• [Problem to solve]
Write out all of these lines again, changing every "Locations" to "Points" and leaving everything else unchanged.
========================
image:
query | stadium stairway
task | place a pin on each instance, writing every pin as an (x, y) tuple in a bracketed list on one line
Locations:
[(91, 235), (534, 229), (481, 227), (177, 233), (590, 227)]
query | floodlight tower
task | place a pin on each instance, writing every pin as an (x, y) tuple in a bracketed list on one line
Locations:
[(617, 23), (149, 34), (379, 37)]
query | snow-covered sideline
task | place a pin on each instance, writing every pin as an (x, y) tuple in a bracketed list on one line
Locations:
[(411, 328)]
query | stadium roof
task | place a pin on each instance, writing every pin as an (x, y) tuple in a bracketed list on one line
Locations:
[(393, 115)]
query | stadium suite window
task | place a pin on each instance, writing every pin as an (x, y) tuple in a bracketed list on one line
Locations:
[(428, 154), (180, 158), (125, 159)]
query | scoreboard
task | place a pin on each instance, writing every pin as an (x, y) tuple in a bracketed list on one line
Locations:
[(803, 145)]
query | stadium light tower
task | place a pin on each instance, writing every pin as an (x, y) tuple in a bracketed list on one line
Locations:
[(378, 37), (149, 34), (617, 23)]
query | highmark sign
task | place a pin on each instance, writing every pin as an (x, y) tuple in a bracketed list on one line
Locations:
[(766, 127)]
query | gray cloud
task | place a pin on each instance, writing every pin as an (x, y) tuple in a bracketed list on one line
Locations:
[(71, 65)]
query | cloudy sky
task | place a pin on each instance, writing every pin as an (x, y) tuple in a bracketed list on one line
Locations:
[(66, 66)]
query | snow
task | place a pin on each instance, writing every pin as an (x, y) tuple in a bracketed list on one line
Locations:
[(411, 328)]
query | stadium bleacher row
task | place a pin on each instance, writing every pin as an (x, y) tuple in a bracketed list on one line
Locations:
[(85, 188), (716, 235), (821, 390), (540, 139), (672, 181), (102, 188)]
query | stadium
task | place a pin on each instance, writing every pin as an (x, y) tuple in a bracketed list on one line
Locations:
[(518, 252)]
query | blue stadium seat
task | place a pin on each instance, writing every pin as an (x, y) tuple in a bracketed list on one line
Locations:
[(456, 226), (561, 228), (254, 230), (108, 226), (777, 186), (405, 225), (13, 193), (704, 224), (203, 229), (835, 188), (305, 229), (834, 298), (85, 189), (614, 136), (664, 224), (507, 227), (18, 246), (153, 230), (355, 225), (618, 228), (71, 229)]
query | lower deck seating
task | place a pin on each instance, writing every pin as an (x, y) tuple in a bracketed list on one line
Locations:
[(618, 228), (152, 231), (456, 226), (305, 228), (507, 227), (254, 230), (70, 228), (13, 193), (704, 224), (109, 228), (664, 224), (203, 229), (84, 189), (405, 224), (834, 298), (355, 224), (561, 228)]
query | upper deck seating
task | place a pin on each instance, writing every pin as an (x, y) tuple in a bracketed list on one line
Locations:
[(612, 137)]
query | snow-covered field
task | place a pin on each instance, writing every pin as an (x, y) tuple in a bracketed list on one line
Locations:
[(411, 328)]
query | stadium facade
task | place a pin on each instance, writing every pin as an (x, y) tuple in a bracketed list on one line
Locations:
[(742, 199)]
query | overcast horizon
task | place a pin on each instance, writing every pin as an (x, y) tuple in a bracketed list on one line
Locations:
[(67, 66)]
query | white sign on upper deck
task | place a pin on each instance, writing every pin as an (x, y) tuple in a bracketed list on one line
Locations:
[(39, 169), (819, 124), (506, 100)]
========================
• [Result of the task]
image:
query | stadium stairway
task | place a pin on each instance, writing every pin as an (x, y) tuple in a bracketed list on one line
Points:
[(91, 235), (534, 229), (481, 227), (177, 233), (590, 227)]
query | floodlight tower
task | place a pin on each instance, writing every pin as an (x, y) tuple in a bracketed list on one line
Points:
[(617, 23), (149, 34), (379, 37)]
query | snow-covered sideline
task | place a pin on each instance, writing every pin as an (x, y) tuple in a bracketed list on one line
Points:
[(411, 328)]
query | stadium roof
task | place a pin on each instance, writing every pin as an (x, y) tuple in a bracketed list on one line
Points:
[(393, 115)]
query | stadium suite window
task | place a pin on each instance, writing every pin as an (x, y) tuple in a bracketed list on one line
Points:
[(428, 154), (180, 158), (125, 159)]
query | scoreboard
task | place a pin on each instance, writing every pin as an (x, y) tuple in a bracketed list on one line
Points:
[(803, 145)]
query | stadium light tower
task | place a pin on each instance, writing every pin as an (x, y) tuple in a bracketed list on one line
Points:
[(378, 37), (149, 34), (617, 23)]
query | highmark sign
task | place a pin on each instance, writing every pin as an (x, y) tuple in a bracketed list on one line
Points:
[(766, 127)]
query | gray cloud
task | place a pin on each instance, writing every pin as an (x, y) tuple in a bracketed list on one line
Points:
[(71, 65)]
query | cloudy sky
task | place a pin on each instance, writing every pin as an (x, y) tuple in a bracketed list on one line
Points:
[(66, 66)]
query | snow
task | place a pin on each instance, writing every pin as an (x, y) tuple in a bracketed list on one line
Points:
[(411, 328)]
query | stadium bleacher row
task | place a pin on each instance, writing every pin as an (x, y) tuple in a bracketed list on one line
Points:
[(85, 188), (716, 235), (821, 390), (540, 139), (672, 181), (102, 188)]
query | stadium
task | place a pin on each instance, writing every pin as an (x, y) tuple in a bracketed list on one line
Points:
[(518, 252)]
query | blue stadium seat
task | place a pin on each instance, writing every pin as an (x, y) tuple in a bracketed list on one line
Points:
[(456, 226), (561, 228), (254, 230), (108, 226), (777, 186), (405, 225), (13, 193), (704, 224), (203, 229), (835, 188), (305, 229), (834, 298), (85, 189), (614, 136), (664, 224), (507, 227), (18, 246), (153, 230), (355, 225), (618, 228), (71, 229)]
query | lower deck seating
task | place a pin on each instance, writing every pin as an (x, y) tuple in a bracketed list on one line
Points:
[(618, 228), (152, 231), (456, 226), (305, 228), (507, 227), (254, 230), (70, 228), (13, 193), (704, 224), (109, 228), (664, 224), (203, 229), (84, 189), (405, 224), (834, 298), (355, 224), (561, 228)]
query | upper deck seating
task | place a pin on each instance, writing every pin as an (x, y) tuple in a bracketed list on one line
Points:
[(612, 137)]
query | snow-covered field
task | place a pin on each instance, writing every pin as an (x, y) tuple in a bracketed list on one line
Points:
[(411, 328)]
query | stadium facade
task | place a pin on each instance, writing every pin as an (x, y) tuple in a bracketed list on one line
Points:
[(742, 199)]
query | overcast horizon
task | place a pin on each instance, writing every pin as an (x, y) tuple in a bracketed list on one line
Points:
[(67, 66)]
query | white sign on upper deck
task | place a pin on each instance, writing every pin as an (x, y) tuple in a bracketed list on one line
Points:
[(39, 169), (819, 124), (506, 100)]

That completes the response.